* _Work request_: Write out each entry, exactly the way it appears.

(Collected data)
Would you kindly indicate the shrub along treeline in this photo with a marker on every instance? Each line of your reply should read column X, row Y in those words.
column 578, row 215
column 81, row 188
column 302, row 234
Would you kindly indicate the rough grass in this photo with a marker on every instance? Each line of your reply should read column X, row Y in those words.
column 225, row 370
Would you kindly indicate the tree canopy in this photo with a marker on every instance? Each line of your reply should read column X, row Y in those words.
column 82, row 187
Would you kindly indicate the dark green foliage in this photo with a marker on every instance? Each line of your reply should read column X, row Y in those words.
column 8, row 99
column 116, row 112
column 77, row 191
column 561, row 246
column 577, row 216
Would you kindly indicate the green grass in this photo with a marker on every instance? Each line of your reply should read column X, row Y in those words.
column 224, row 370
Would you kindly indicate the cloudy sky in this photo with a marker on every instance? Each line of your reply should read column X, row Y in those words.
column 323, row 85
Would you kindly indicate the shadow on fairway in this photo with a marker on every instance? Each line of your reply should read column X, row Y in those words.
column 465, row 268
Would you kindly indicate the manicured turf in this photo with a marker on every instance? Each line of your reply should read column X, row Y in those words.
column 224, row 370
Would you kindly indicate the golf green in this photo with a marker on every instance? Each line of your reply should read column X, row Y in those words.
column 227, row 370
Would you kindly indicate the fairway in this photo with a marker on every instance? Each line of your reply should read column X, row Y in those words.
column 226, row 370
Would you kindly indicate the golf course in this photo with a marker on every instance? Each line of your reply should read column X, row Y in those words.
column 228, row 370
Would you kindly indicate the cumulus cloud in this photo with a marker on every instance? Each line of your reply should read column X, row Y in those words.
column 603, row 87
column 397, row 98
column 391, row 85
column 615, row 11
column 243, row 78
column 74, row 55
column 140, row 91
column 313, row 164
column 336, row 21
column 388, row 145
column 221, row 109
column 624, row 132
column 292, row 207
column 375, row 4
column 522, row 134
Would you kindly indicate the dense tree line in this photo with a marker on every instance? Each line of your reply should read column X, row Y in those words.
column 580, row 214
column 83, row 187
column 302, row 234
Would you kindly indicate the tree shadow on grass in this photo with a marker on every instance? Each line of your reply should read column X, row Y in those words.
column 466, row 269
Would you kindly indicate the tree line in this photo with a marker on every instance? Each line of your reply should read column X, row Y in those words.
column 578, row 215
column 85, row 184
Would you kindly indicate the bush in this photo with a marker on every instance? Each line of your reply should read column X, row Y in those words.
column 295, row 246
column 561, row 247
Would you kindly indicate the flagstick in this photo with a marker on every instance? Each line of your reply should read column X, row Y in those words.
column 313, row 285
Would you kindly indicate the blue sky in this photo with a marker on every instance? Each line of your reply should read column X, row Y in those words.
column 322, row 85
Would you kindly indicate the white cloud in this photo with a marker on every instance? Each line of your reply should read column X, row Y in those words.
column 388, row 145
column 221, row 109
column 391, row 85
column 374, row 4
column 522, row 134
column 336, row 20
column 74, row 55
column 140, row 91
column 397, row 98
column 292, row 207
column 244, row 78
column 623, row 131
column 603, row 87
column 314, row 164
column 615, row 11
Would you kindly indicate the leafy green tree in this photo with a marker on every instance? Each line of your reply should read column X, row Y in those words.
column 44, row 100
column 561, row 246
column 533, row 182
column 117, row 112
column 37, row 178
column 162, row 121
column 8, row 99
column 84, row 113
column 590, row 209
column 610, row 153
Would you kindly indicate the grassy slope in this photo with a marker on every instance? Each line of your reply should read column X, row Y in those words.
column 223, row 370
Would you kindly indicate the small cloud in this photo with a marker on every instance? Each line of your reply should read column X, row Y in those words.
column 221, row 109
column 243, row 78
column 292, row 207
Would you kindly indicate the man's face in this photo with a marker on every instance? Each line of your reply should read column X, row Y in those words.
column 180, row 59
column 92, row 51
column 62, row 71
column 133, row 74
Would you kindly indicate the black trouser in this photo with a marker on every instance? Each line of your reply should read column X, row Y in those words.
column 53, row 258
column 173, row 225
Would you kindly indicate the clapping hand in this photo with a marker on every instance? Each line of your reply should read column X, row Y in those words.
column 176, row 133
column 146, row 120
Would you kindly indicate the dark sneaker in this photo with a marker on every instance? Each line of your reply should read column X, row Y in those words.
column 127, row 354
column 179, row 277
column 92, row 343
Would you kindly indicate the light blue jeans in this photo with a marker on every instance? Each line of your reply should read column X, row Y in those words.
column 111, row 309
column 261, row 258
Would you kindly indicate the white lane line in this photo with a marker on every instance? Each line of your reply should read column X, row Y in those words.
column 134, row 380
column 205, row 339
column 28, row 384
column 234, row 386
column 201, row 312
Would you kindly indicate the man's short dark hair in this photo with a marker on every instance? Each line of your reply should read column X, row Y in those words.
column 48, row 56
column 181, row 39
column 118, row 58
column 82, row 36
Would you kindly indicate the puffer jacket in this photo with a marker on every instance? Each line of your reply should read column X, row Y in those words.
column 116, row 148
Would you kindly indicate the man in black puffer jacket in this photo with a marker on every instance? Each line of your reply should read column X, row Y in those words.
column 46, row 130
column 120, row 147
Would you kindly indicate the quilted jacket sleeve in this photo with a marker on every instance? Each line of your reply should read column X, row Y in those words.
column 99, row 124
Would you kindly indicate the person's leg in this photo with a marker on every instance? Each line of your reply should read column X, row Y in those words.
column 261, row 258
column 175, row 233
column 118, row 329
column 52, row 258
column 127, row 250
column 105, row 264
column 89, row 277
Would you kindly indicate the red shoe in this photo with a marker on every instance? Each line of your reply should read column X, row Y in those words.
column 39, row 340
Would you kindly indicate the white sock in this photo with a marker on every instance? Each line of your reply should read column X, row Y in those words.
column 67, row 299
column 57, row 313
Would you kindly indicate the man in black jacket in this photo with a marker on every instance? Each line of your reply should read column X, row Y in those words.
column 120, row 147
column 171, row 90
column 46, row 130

* _Exercise answer_:
Would you kindly indicate the shrub along treeline in this photo with a marker on every instance? Each line of your reply should read column X, row Y in those words.
column 578, row 215
column 81, row 188
column 302, row 234
Would you kindly indicate the rough grass in this photo with a marker on every instance? Each line of your reply should read column X, row Y in those words.
column 225, row 370
Would you kindly indicate the tree canopy in this photo with a marker on every instance? Each line of your reply should read column X, row Y in those words.
column 82, row 187
Would you kindly indicate the dark green foliage in this photo with a marker on every instance? Each line of your reply should read column X, row Y in those words.
column 8, row 99
column 116, row 112
column 77, row 191
column 561, row 246
column 577, row 216
Would you kindly indicate the green grass in this photo with a marker on every instance? Each line of your reply should read column X, row Y in those words.
column 224, row 370
Would you kindly indicate the cloudy sky in this photo with a marker on every instance? Each line of your reply should read column X, row Y in those words.
column 323, row 85
Would you kindly indicate the shadow on fairway in this photo with a marker on every instance? Each line of your reply should read column X, row Y in those words.
column 465, row 268
Would you kindly indicate the manicured turf in this photo with a marker on every instance? Each line of your reply should read column X, row Y in those words.
column 224, row 370
Would you kindly indicate the golf green in this photo with a marker on every instance? Each line of your reply should read column X, row Y in those words.
column 227, row 370
Would you kindly indicate the fairway in this photo with a marker on every instance? Each line of your reply should read column X, row Y in those words.
column 226, row 370
Would you kindly indicate the golf course in this photo with a marker on every instance? Each line of your reply should read column X, row Y in those words.
column 228, row 370
Would you kindly indicate the cumulus cloud in this photo with a marker on every instance? Each line of your reply should read column X, row Y in those words.
column 603, row 87
column 397, row 98
column 391, row 85
column 615, row 11
column 243, row 78
column 74, row 55
column 140, row 91
column 313, row 164
column 336, row 21
column 388, row 145
column 221, row 109
column 624, row 132
column 292, row 207
column 375, row 4
column 522, row 134
Would you kindly indicate the dense tree line in this photo with a marker on every instance? Each line of your reply should read column X, row Y in those words.
column 580, row 214
column 83, row 187
column 302, row 234
Would you kindly indicate the tree shadow on grass in this photo with a marker on every instance? Each line of your reply should read column X, row Y in those words.
column 466, row 269
Would you kindly indicate the tree line in this photo with a marker on every instance? Each line of your reply should read column X, row Y in those words.
column 578, row 215
column 85, row 184
Would you kindly indicate the bush in this photo with a marker on every instance? Each line of your reply should read column X, row Y in those words.
column 295, row 246
column 561, row 247
Would you kindly indicate the flagstick in this photo with a marker on every instance? Each line of your reply should read column X, row Y in those words.
column 313, row 285
Would you kindly indicate the blue sky in this photo with a marker on every instance? Each line of your reply should read column X, row Y in those words.
column 322, row 85
Would you kindly indicate the white cloud in this photo with a marker on every instance? Each line of your reply should read column X, row Y in those words.
column 388, row 145
column 221, row 109
column 391, row 85
column 374, row 4
column 522, row 134
column 336, row 20
column 74, row 55
column 140, row 91
column 397, row 98
column 292, row 207
column 244, row 78
column 623, row 131
column 603, row 87
column 314, row 164
column 615, row 11
Would you kindly indicate the leafy green tree in this photo with a marker on every instance? Each line of your reply should read column X, row Y in those words.
column 44, row 100
column 561, row 246
column 533, row 182
column 117, row 112
column 37, row 178
column 162, row 121
column 8, row 99
column 84, row 113
column 590, row 209
column 610, row 153
Would you kindly indicate the grassy slope in this photo with a marker on every instance? Each line of your reply should read column X, row Y in those words.
column 223, row 370
Would you kindly indicate the small cloud in this photo with a marker on every instance? Each line of your reply should read column X, row Y in those words.
column 221, row 109
column 243, row 78
column 292, row 207
Would you kindly indicate the man's face in this photo with a marker on every instance? Each line of your reply should read column X, row Y in those words.
column 180, row 59
column 92, row 51
column 62, row 71
column 133, row 74
Would you kindly indicate the black trouser in this photo with a marker on every instance? Each line of your reply should read column X, row Y in those words.
column 53, row 258
column 173, row 225
Would you kindly indicate the clapping hand in this photo with a marker on every instance? Each line of your reply should read column X, row Y in those words.
column 176, row 133
column 146, row 120
Would you kindly indicate the dark sneaker in this photo with a marker on every instance? Each line of your reply should read column X, row Y in those words.
column 127, row 354
column 179, row 277
column 92, row 343
Would you kindly indicate the light blue jeans in this photo with a marker on every instance? Each line of your reply should read column X, row Y in those words.
column 111, row 309
column 261, row 258
Would you kindly indicate the white lane line in this photo with a marker on every instance? Each line of your reply should read column X, row Y in those words.
column 134, row 380
column 205, row 339
column 28, row 384
column 234, row 386
column 201, row 312
Would you kindly indicate the man's short dark hair in this photo with a marker on every instance? Each line of your reply should read column X, row Y in those words.
column 48, row 56
column 181, row 39
column 118, row 58
column 82, row 36
Would you kindly indicate the puffer jacket in this photo with a marker on every instance? Each line of your reply should read column X, row Y in those words.
column 116, row 148
Would you kindly indicate the man in black puffer jacket in this photo with a marker on every instance? Each line of your reply should read column X, row Y in those words.
column 46, row 130
column 120, row 147
Would you kindly indicate the quilted jacket sleeve in this photo with a marker on every instance? Each line of your reply should read column X, row Y in those words.
column 99, row 124
Would you kindly indicate the person's leg in this photo with a marker on every instance? Each line of your reply should read column X, row Y in those words.
column 261, row 258
column 175, row 233
column 118, row 329
column 52, row 258
column 127, row 250
column 105, row 264
column 89, row 277
Would you kindly indicate the red shoe in this photo with a marker on every instance? Each line of your reply should read column X, row Y in those words.
column 39, row 340
Would you kindly indicate the white sock in this photo with a marker on every instance? Each line of your reply should read column X, row Y in those words.
column 67, row 299
column 57, row 313
Would you kindly indicate the man in black jacket in this photo with a marker on every instance? Each line of your reply should read column X, row Y in those words.
column 120, row 147
column 171, row 90
column 46, row 130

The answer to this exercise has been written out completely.